What is being asked:
Copy out the following lines word for word.

[Dataset records]
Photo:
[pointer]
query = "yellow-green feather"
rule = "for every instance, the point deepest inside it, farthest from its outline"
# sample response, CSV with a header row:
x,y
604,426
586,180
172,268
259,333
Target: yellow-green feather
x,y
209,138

Answer to the exercise:
Photo:
[pointer]
query = "yellow-green feather"
rule = "for every instance, the point deepest inside it, farthest from its outline"
# sample response, CSV with a header row:
x,y
604,426
586,180
172,268
259,333
Target: yellow-green feather
x,y
209,138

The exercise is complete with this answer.